Jusqu’à une date récente également, le partage salaires-profits se faisait en faveur des entreprises (depuis 40 ans, la part du travail dans la valeur ajoutée dans les économies des pays développés a diminué). Parmi les facteurs explicatifs, on trouve le développement de situations de monopsone sur le marché du travail. Etant le seul employeur local, le monopsone en profite pour faire baisser les rémunérations. Pour remédier à cette situation, l’action des pouvoirs publics est importante : la politique antitrust permet de lutter contre les éventuelles ententes entre employeurs ou pratiques d’abus d’exploitation. Evidemment, le meilleur remède pour augmenter les salaires reste la raréfaction de l’offre de travail à laquelle on assiste actuellement, qui s’explique par des raisons démographiques, mais aussi en raison de l’inadéquation entre l’offre et la demande de travail (ce que les économistes appellent un problème de « mix match ». Là aussi, les pouvoirs publics ont leur rôle à jouer (par la formation initiale et continue, et aussi par des mesures de fluidification du marché du travail) pour éviter le retour de la boucle « prix-salaires », que l’on appelle aussi l’inflation salariale.

Un dernier indicateur examiné ici est la situation des dépenses publiques. A l’occasion de la crise du Covid-19, tous les pays occidentaux ont fait le choix de laisser filer les déficits publics, et ils avaient raison, car face à un tel choc négatif sur l’offre et la demande, il est logique que la dépense publique vienne se substituer momentanément à des investissements et à une consommation privée en berne.

Voir la synthèse « Coronavirus et chocs d’offre et demande » :

Pour autant, il est légitime de s’inquiéter de la hausse de la dette publique, dans un pays comme la France où les déficits publics sont la norme depuis 1975. La maîtrise de la dette par la puissance publique est indispensable, ne serait-ce qu’en raison du fait que si les taux d’intérêt remontent fortement, la dépense publique affectée à la charge de la dette sera telle qu’elle se fera au détriment d’autres dépenses utiles, comme l’éducation et la santé.

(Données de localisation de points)
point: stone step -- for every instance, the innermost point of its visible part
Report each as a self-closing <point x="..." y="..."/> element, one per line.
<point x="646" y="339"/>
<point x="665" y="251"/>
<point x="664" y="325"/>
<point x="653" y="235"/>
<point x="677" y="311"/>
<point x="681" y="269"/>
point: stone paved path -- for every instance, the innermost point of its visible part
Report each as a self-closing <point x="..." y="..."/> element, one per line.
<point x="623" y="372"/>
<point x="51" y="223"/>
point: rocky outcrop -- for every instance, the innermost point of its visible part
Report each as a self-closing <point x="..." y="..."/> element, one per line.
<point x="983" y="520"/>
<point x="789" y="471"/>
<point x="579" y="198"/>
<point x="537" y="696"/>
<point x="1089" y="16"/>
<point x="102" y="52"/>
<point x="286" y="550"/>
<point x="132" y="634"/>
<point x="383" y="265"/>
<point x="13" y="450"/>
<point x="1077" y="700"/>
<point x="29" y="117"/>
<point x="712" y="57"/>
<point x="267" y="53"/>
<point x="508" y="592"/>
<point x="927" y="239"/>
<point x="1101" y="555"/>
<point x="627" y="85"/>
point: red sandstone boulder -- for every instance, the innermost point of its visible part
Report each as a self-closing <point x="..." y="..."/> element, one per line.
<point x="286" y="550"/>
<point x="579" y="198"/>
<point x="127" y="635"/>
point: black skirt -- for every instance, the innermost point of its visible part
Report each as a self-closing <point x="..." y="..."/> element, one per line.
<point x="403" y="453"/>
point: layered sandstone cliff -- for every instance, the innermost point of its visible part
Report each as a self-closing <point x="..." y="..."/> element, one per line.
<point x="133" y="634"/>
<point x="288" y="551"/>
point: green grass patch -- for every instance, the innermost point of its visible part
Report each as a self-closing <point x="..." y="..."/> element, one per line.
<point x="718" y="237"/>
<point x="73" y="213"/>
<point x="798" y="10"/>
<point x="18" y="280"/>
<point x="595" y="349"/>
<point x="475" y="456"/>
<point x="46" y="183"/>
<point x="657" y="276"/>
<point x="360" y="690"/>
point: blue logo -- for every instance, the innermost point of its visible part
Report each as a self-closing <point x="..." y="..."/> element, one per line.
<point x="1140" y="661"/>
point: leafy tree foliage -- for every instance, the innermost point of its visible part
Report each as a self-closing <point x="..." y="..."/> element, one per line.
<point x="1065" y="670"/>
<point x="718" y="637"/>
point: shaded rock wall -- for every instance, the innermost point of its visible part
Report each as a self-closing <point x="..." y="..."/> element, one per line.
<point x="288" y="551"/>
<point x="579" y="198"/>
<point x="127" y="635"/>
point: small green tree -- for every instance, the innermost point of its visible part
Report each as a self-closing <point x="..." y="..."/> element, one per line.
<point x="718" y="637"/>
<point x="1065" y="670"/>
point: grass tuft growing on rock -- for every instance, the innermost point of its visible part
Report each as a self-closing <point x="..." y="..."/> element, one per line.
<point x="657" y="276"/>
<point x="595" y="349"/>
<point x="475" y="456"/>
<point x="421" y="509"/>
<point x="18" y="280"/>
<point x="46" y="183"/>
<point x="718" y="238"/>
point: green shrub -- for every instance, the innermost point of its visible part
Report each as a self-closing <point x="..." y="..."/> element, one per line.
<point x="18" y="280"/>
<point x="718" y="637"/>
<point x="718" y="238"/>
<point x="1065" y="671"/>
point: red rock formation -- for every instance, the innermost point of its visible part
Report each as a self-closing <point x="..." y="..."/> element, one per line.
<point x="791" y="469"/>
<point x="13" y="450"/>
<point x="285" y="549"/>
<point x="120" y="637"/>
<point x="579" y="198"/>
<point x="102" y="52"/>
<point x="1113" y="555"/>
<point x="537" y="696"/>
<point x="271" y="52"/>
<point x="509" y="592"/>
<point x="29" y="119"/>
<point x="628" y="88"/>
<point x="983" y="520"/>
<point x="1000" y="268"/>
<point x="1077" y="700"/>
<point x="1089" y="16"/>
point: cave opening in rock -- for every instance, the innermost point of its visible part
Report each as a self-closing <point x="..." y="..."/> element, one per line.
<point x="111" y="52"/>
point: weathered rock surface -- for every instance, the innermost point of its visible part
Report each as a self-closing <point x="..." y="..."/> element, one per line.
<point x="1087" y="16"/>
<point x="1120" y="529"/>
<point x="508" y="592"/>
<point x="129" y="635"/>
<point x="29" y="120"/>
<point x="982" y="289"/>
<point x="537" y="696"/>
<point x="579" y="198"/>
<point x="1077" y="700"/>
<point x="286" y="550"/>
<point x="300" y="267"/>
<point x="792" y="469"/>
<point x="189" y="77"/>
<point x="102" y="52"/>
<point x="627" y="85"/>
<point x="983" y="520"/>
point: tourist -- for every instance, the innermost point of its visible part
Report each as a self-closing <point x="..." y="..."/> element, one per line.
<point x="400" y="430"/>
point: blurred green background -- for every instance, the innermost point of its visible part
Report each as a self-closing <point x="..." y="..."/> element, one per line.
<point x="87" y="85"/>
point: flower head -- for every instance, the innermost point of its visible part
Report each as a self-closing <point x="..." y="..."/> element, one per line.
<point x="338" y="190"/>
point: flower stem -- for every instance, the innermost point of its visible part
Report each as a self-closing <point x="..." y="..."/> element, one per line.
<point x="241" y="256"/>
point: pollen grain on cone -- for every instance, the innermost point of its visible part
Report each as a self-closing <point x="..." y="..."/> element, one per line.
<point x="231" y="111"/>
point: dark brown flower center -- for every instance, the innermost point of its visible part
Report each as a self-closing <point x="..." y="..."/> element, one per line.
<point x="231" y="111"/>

ÉNONCÉ 1: Comment traduire en anglais cette phrase du texte sur les salaires et les dépenses publiques : « Etant le seul employeur local, le monopsone en profite pour faire baisser les rémunérations. » ?
ÉNONCÉ 2: Poursuivez le texte sur les salaires et les dépenses publiques au-delà de sa dernière phrase.

RÉSULTAT 1: Being the only local employer, the monopsony takes advantage of this to push wages down.

RÉSULTAT 2:
Quatrième de couverture :

Ces chroniques décalées d’un économiste sont une véritable ode à la liberté, un manifeste pour l’optimisme en ces temps marqués par un déclinisme croissant. Dans la lignée de son Petit Manuel - irrévérencieux - d’économie, Emmanuel Combe revient nous livrer ses réflexions à travers plus d’une centaine de chroniques balayant, non sans humour et avec une précision et une accessibilité impressionnantes, l’ensemble des thèmes qui ont fait l’actualité. Climat, énergie, numérique, conflits internationaux, mais aussi pandémie de COVID-19, sont autant de thèmes décryptés par l’auteur qui invite, au détour d’un fait d’actualité, à une véritable réflexion d’ensemble sur les mécanismes économiques à l’œuvre dans notre société.

 

L’auteur :

Emmanuel Combe est Vice-président de l’Autorité de la concurrence depuis 2012.

Spécialiste des questions de concurrence, de nouveaux modèles économiques, de protectionnisme et de politique industrielle, il est normalien, docteur en économie (Université de Paris1 Panthéon Sorbonne) et agrégé des Facultés de droit et sciences économiques. Il est professeur d’économie à l’Université de Paris 1 Panthéon Sorbonne (en détachement depuis 2012) et professeur à Skeman Business School/
Il est l’auteur d’un best-seller d’économie général (Précis d’économie, PUF, 15ème édition). Il est chroniqueur à l’Opinion et aux Echos et a publié chez Concurrences un premier volume de ses chroniques en 2018, Petit manuel – irrévérencieux – d’économie).